FRAGMENTO DE LA PÁGINA:
• • • • • • •

Galería de arte
primitivo
Martín López-Vega
Mixtura. Barcelona,
2022.
Un poema traducido, si el resultado sigue siendo un poema,
tiene siempre dos autores: el autor del original y el traductor. Las odas de
Horacio o las églogas de Virgilio traducidas por fray Luis de León son de Fray
Luis de León sin dejar de ser de Horacio y de Virgilio. ¿De quién son los
poemas, tan inconfundiblemente suyos, que Martín López-Vega incluye en Galería
de arte primitivo? Algunos solo suyos. En el prólogo reconoce dos, uno de
los cuales, el que dedica a Nacho Vegas, que lo utilizó en una canción, es de
los más sugerentes de la colectánea: “No te extrañes si cada mañana /
despiertas con los pies cansados. / has estado toda la noche / caminando
descalza por mis sueños”. El lector atento sospecha que hay alguno más. Cuesta
creer que el erotismo juguetón de “El pez dorado”, por citar un ejemplo,
corresponda efectivamente al antiguo Egipto.
Los poemas
que se incluyen en Galería de arte primitivo (un título más adecuado
sería Galería de arte antiguo) se escribieron en más de una docena de
lenguas, de ninguna de las cuales hay constancia de que sea conocida por Martín
López-Vega. ¿Desmerece ello el volumen? En absoluto, pero obliga a considerarlo
más como obra propia elaborada con múltiples fuentes que como traducción.
Explica eso los sorprendentes parecidos entre poemas escritos en lugares
distantes y con tantos siglos de diferencia.

• • • • • • •

DATOS RECIBIDOS:
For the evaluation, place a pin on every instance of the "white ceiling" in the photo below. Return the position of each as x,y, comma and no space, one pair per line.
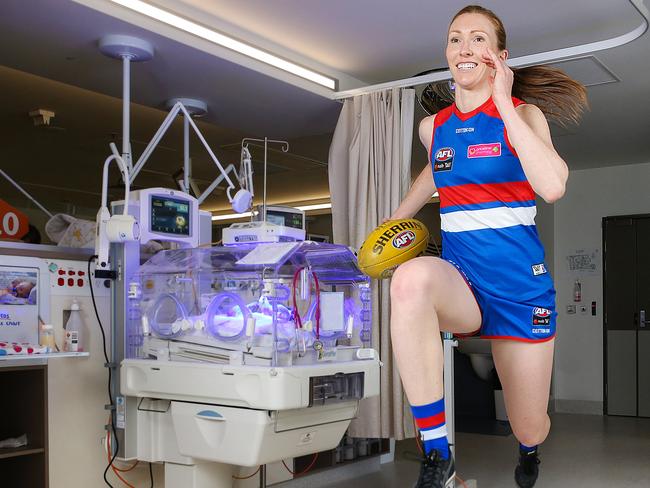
382,40
359,42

• • • • • • •

TAREAS A REALIZAR:
1 - Responde estas preguntas sobre la reseña:
(a) ¿Cuántos autores tiene siempre un poema traducido que sigue siendo un poema, y quiénes son?
(b) ¿A quién está dedicado el poema que se utilizó en una canción?
(c) ¿Qué título le parecería más adecuado al autor de la reseña para el libro?
2 - Copia sin cambios el tramo de la reseña que va desde "Un poema traducido, si" hasta "al antiguo Egipto.", incluidas estas últimas palabras.

LAS RESPUESTAS:
1 -
(a) Dos: el autor del original y el traductor.
(b) A Nacho Vegas.
(c) Galería de arte antiguo.

2 -
Un poema traducido, si el resultado sigue siendo un poema,
tiene siempre dos autores: el autor del original y el traductor. Las odas de
Horacio o las églogas de Virgilio traducidas por fray Luis de León son de Fray
Luis de León sin dejar de ser de Horacio y de Virgilio. ¿De quién son los
poemas, tan inconfundiblemente suyos, que Martín López-Vega incluye en Galería
de arte primitivo? Algunos solo suyos. En el prólogo reconoce dos, uno de
los cuales, el que dedica a Nacho Vegas, que lo utilizó en una canción, es de
los más sugerentes de la colectánea: “No te extrañes si cada mañana /
despiertas con los pies cansados. / has estado toda la noche / caminando
descalza por mis sueños”. El lector atento sospecha que hay alguno más. Cuesta
creer que el erotismo juguetón de “El pez dorado”, por citar un ejemplo,
corresponda efectivamente al antiguo Egipto.